▸ Задания
**a.** Пожалуйста, перепишите фрагмент статьи о Путине от слов "Хорошо было про" до слов "но — чревато...", заменив "Березовского" на "Бориса Абрамовича".
**b.** Ответьте на вопросы по статье о Путине:
(i) Противовесом чему создавался блок НАТО?
(ii) Кто спросил президента, не раскаивается ли он в своем поведении после катастрофы «Курска»?
(iii) Какую нишу Путин выбрал Березовскому?
**c.** Продолжите статью о Путине, начав сразу после ее последнего предложения.

------ Статья

Путин выражается подчас с обескураживающей прямотой. Спрашивает его американец о возможном адекватном ответе на расширение НАТО. Путин с некоторым вызовом отвечает: во-первых, лично я ни о каком адекватном ответе не говорил. Но во-вторых, существование и тем более расширение НАТО сегодня совершенно бессмысленно. Создавался блок как противовес Варшавскому договору и Советскому Союзу. Ни Варшавского договора, ни Советского Союза больше нет. Говорят о превращении блока НАТО в чисто политическую организацию, но тогда возникает вопрос: а зачем Югославию бомбили? А? Зачем? И смотрит прямо на спросившего. И спросивший кивает. Путин часто играет на опережение. С таким же опережением, на мой взгляд, ответил он и на вопрос Алима Юсупова о том, не раскаивается ли президент в своем поведении после катастрофы «Курска». Путин отвечает, что не раскаивается, «хотя в пиаровском смысле, — добавляет он, — вылететь в Москву было бы выгоднее».

Хорошо было про Березовского, когда «Свобода» попросила прокомментировать угрозу Бориса Абрамовича свалить Путина до конца года. Ответ был: нам грамотные и неуемные оппозиционеры нужны, на то и одни рыбы, чтобы другие не дремали. Путин хорошо, изящно трудоустроил Березовского, выбрал ему нишу своего личного критика, своего рода внешнего наблюдателя. Хорошо бы еще для этой цели в страну его вернуть, для лучшего знакомства с предметом, но — чревато...

------------
------ Данные

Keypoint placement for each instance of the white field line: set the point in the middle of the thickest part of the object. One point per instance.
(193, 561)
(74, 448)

------------

▸ Ответы
**a.**
Хорошо было про Бориса Абрамовича, когда «Свобода» попросила прокомментировать угрозу Бориса Абрамовича свалить Путина до конца года. Ответ был: нам грамотные и неуемные оппозиционеры нужны, на то и одни рыбы, чтобы другие не дремали. Путин хорошо, изящно трудоустроил Бориса Абрамовича, выбрал ему нишу своего личного критика, своего рода внешнего наблюдателя. Хорошо бы еще для этой цели в страну его вернуть, для лучшего знакомства с предметом, но — чревато...

**b.**
(i) Варшавскому договору и Советскому Союзу.
(ii) Алим Юсупов.
(iii) Нишу его личного критика, своего рода внешнего наблюдателя.

**c.**
Мне понравилось, что Путин не стал льстить военно-промышленному комплексу: корреспондент «Правды Севера» (г. Архангельск) спросил о лучших временах, когда в год выпускалась не одна, а три-пять подлодок. «Именно гонка вооружений подорвала и нашу экономику, и доверие к власти. Я тогда, в начале девяностых, как раз вернулся из-за границы и с горечью это видел», — признался Путин. Лучшими временами Путину представляются все же не времена тоталитарной мощи, а периоды консолидации народа и власти. При Сталине, особенно со второй половины тридцатых, такой консолидации уже не было, миф о ней давно опрокинут, а к концу сороковых от прежнего энтузиазма не осталось и следа. Относительное единство народа и власти намечалось у нас в самом начале революции (до сентября 1918 года и красного террора), в оттепельные годы и на заре горбачевской эры. И это были времена, за которые, в общем, не стыдно.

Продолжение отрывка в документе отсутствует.